_Texte affiché_
Pendant ces événements, Godoy, caché dans un grenier de sa demeure, sous des tapis, souffrait de la faim et surtout de soif.  Le ministre déchu – il ne le savait pas encore - quitta sa cachette.  Il fit quelques pas. Reconnu, on se jeta sur lui.  Malmené par la foule, il fut arrêté.  La nouvelle arriva aussitôt au palais.  Charles craignant pour son favori, supplia son fils de le sauver de la foule.
Sous les acclamations, Ferdinand traversa une population en délire. Les soldats mutinés lui présentèrent l’ancien ministre, le visage ensanglanté, les vêtements déchirés et les mains enchaînées.
Les deux hommes se regardèrent un instant, l’un présentait une face du vaincu, l’autre un regard triomphant.

- Tu es roi maintenant ? lui demanda Godoy
- Pas encore, répondit l’autre, mais bientôt ».

_Extrait de données_
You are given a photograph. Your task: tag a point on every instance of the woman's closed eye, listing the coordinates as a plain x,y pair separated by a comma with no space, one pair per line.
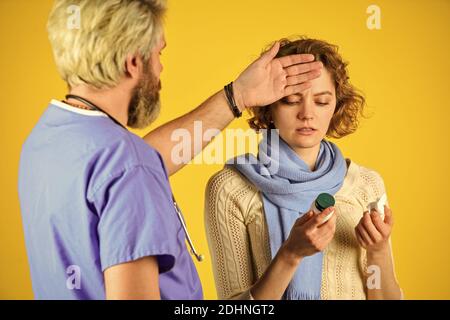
322,103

_À faire_
1. D'après le texte affiché, où Godoy se cachait-il ?
2. Relevez tous les noms de personnes qui figurent dans le texte affiché.
3. Recopiez un passage du texte affiché en changeant « foule » en « populace » : partez des mots qui contiennent « Pendant ces événements, Godoy, caché » et arrêtez-vous après « les mains enchaînées. ».

_Résultats par tâche_
1. Dans un grenier de sa demeure, sous des tapis.

2. Godoy, Charles, Ferdinand

3.
Pendant ces événements, Godoy, caché dans un grenier de sa demeure, sous des tapis, souffrait de la faim et surtout de soif.  Le ministre déchu – il ne le savait pas encore - quitta sa cachette.  Il fit quelques pas. Reconnu, on se jeta sur lui.  Malmené par la populace, il fut arrêté.  La nouvelle arriva aussitôt au palais.  Charles craignant pour son favori, supplia son fils de le sauver de la populace.
Sous les acclamations, Ferdinand traversa une population en délire. Les soldats mutinés lui présentèrent l’ancien ministre, le visage ensanglanté, les vêtements déchirés et les mains enchaînées.